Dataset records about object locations
═══

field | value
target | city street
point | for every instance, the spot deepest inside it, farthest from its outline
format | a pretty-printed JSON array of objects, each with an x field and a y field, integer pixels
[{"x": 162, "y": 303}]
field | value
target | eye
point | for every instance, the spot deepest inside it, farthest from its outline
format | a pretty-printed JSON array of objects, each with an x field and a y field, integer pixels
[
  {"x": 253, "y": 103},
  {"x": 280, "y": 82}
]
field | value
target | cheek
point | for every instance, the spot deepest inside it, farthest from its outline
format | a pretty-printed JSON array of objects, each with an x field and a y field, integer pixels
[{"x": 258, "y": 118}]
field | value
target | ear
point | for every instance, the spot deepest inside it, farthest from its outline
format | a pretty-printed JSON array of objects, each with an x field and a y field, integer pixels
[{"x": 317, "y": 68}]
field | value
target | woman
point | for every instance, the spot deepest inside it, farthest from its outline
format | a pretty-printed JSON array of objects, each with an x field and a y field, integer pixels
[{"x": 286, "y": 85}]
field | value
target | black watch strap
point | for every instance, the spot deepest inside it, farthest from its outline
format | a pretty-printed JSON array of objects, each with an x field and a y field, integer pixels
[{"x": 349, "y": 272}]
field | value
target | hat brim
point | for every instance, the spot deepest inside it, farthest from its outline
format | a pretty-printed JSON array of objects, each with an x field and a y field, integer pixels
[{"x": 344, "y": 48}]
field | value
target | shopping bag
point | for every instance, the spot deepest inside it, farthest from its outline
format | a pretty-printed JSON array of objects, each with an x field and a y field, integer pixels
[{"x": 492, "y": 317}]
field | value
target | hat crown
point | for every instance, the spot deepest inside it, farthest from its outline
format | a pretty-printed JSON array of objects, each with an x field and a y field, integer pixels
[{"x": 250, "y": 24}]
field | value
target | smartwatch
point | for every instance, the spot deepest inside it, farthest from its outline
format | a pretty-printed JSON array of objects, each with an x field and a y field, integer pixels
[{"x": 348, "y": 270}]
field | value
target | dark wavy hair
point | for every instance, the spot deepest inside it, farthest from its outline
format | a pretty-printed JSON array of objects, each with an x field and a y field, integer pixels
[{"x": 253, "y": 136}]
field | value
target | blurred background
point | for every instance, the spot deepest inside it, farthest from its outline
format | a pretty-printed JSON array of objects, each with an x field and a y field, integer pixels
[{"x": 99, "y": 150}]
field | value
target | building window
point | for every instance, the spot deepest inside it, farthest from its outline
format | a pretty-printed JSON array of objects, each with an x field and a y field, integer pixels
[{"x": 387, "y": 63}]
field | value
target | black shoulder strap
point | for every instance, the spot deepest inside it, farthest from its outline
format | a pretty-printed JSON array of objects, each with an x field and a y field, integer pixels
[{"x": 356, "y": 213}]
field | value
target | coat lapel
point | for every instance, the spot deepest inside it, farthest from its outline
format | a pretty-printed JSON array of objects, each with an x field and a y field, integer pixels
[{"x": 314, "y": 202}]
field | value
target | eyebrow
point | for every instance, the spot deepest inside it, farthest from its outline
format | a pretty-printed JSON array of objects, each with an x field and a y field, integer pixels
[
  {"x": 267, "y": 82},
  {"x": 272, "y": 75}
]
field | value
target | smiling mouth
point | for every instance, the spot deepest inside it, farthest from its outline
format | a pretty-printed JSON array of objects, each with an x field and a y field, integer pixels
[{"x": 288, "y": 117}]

═══

Without leaving anything out, quote all the data.

# [Answer to this task]
field | value
target | city street
point | for every instance, the spot deepest inside it, farthest from its outline
format | a pretty-printed JSON array of objects, each with an x field and a y field, integer pixels
[{"x": 162, "y": 303}]
field | value
target | eye
point | for every instance, the spot deepest inside it, farthest from its outline
format | a pretty-printed JSON array of objects, each with an x field and a y field, integer pixels
[
  {"x": 253, "y": 103},
  {"x": 280, "y": 82}
]
field | value
target | cheek
point | for every instance, the spot deepest inside it, farthest from its outline
format | a pretty-printed JSON array of objects, each with an x field and a y field, integer pixels
[{"x": 258, "y": 118}]
field | value
target | ear
point | for every instance, the spot deepest inside it, farthest from its outline
format | a pretty-printed JSON array of objects, each with an x field and a y field, integer pixels
[{"x": 317, "y": 68}]
field | value
target | woman
point | for every instance, the spot deepest inside it, farthest from its outline
format | a pretty-printed JSON array of objects, each with an x field and a y field, integer pixels
[{"x": 286, "y": 85}]
field | value
target | black watch strap
point | for every instance, the spot deepest inside it, farthest from its outline
format | a pretty-printed JSON array of objects, each with an x field and a y field, integer pixels
[{"x": 349, "y": 272}]
field | value
target | hat brim
point | for every instance, the spot deepest inside it, farthest from its outline
format | a pretty-printed JSON array of objects, each with an x field and a y field, integer pixels
[{"x": 344, "y": 48}]
field | value
target | shopping bag
point | for every instance, the spot deepest inside it, farthest from its outline
format | a pretty-printed JSON array of objects, each with an x field and a y field, integer pixels
[{"x": 492, "y": 317}]
field | value
target | hat crown
point | for every instance, the spot deepest inside it, farthest from its outline
format | a pretty-printed JSON array of objects, each with an x field and a y field, integer pixels
[{"x": 250, "y": 24}]
field | value
target | smartwatch
point | for every instance, the spot deepest inside it, farthest from its outline
format | a pretty-printed JSON array of objects, each with an x field and a y field, integer pixels
[{"x": 348, "y": 270}]
field | value
target | dark wavy hair
point | for every instance, the spot deepest inside it, farthest from its outline
format | a pretty-printed JSON array of objects, each with an x field and a y field, integer pixels
[{"x": 253, "y": 136}]
field | value
target | blurred background
point | for every instance, the spot deepest inside it, farthest from its outline
format | a pretty-printed JSON array of objects, each with an x field and a y field, integer pixels
[{"x": 99, "y": 150}]
field | value
target | building window
point | for every instance, the spot deepest inside it, farthest from its outline
format | a pretty-printed JSON array of objects, each with an x field and a y field, integer pixels
[{"x": 387, "y": 63}]
field | value
target | black shoulder strap
point | for every instance, the spot deepest inside it, farthest from its outline
format | a pretty-printed JSON array of objects, each with an x field and a y field, integer pixels
[{"x": 356, "y": 213}]
field | value
target | coat lapel
point | for every instance, the spot deepest inside it, farthest from its outline
format | a pretty-printed JSON array of objects, each with an x field and a y field, integer pixels
[{"x": 314, "y": 202}]
field | value
target | eyebrow
point | for every instance, the spot deepest inside it, farthest from its outline
format | a pretty-printed JSON array of objects, each with an x field and a y field, integer pixels
[
  {"x": 267, "y": 82},
  {"x": 272, "y": 75}
]
field | value
target | smiling mouth
point | for every instance, the spot deepest inside it, farthest from its outline
format | a pretty-printed JSON array of objects, each with an x field and a y field, integer pixels
[{"x": 288, "y": 117}]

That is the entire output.